#### Tasks to perform
1 - From the piece on coping with an invisible illness below, copy the passage that begins at the words "Read up on Spoon" and stops after the words "throughout the day.".
2 - In the piece on coping with an invisible illness below, which people or teams does the writer say they talked to or reached out to?

Coping with an Invisible Illness

It isn’t something I particularly talk about…mostly because I don’t see the point but after thinking about it; it is important to talk about it. I have a type of arthritis in my lower back called ankylosing spondylitis. It essentially means I’m in a lot of pain…pretty much all of the time. Eventually, my spine will fuse together which may well mean I am immobile or wheelchair bound…hence why I don’t tend to talk about it! Having said that, I am yet to meet any other teachers in a similar position.


If you are in a similar position, I would love to hear from you! For now though, I’ve put together a list of things that I have found useful through my very limited experience…


Read up on Spoon Theory

Spoon Theory is a great way to think about managing your energy throughout the day or week. The important thing to remember is that everyone differs on the amount of ‘spoons’ they use for each activity. For example, going to work would cost me 6 spoons which doesn’t leave me much for the rest of the day. However, it is a useful little tool to keep in mind!

occupational health

Talk to Occupational Health

Occupational health are there to help…nobody is going to shout at you for asking for help! In your school, it may be called something a little different. For example, I talked to our Health and Safety officer as well as the site team. I reached out to occupational health and got a new desk chair. It may seem quite a small adjustment but it has made such a difference to my pain levels throughout the day.

#### Provided material
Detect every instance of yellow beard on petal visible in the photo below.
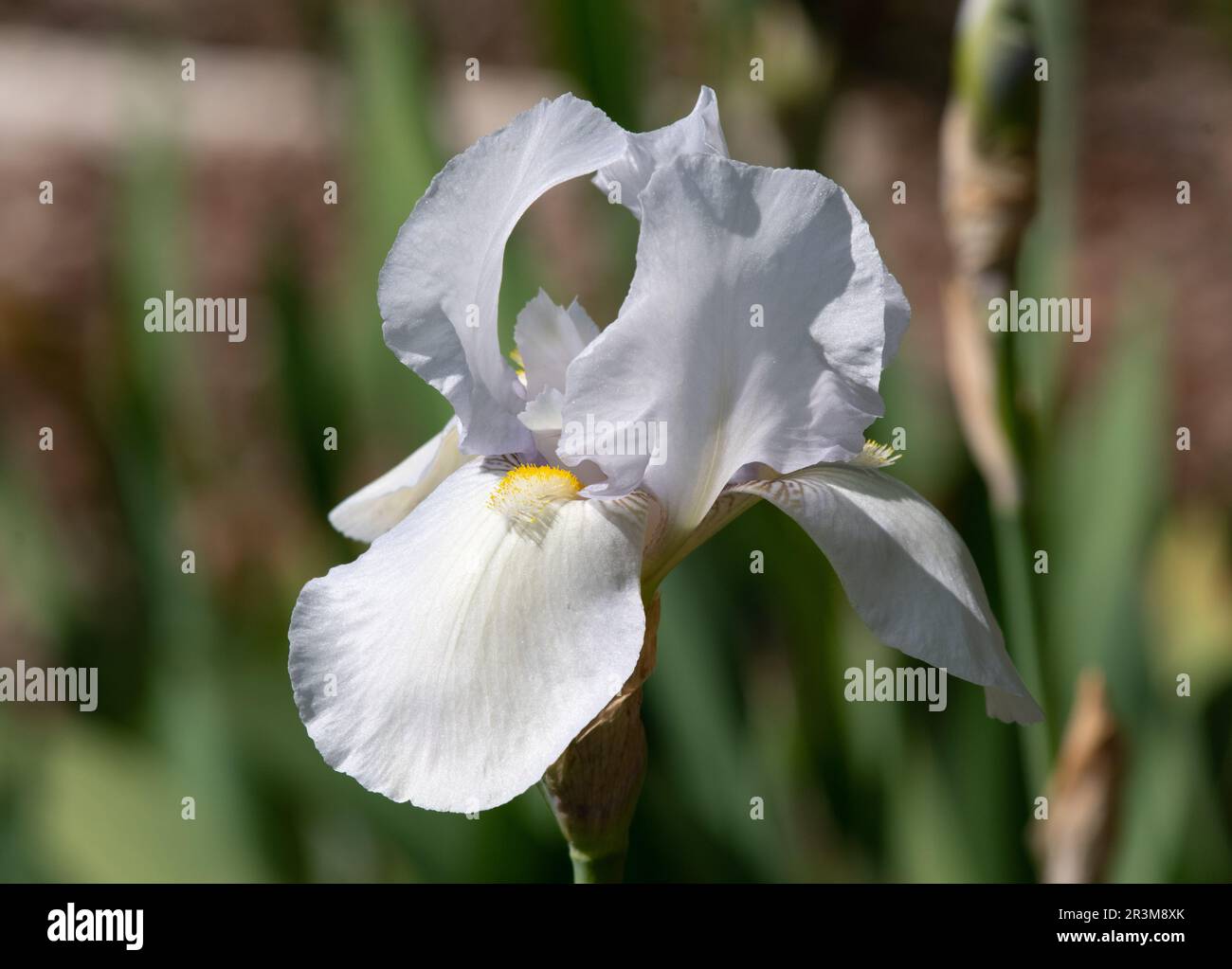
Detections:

--

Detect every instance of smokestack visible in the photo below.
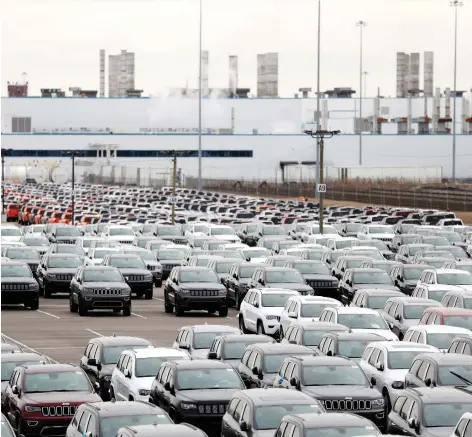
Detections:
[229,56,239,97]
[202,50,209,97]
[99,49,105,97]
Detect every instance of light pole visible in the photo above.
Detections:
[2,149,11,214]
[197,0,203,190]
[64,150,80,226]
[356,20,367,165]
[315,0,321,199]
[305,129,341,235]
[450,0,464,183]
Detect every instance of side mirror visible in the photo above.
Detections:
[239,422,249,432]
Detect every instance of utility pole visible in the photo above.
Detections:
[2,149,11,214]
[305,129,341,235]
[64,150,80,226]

#### Responses by item number
1 -
Read up on Spoon Theory

Spoon Theory is a great way to think about managing your energy throughout the day or week. The important thing to remember is that everyone differs on the amount of ‘spoons’ they use for each activity. For example, going to work would cost me 6 spoons which doesn’t leave me much for the rest of the day. However, it is a useful little tool to keep in mind!

occupational health

Talk to Occupational Health

Occupational health are there to help…nobody is going to shout at you for asking for help! In your school, it may be called something a little different. For example, I talked to our Health and Safety officer as well as the site team. I reached out to occupational health and got a new desk chair. It may seem quite a small adjustment but it has made such a difference to my pain levels throughout the day.

2 -
- The Health and Safety officer
- The site team
- Occupational health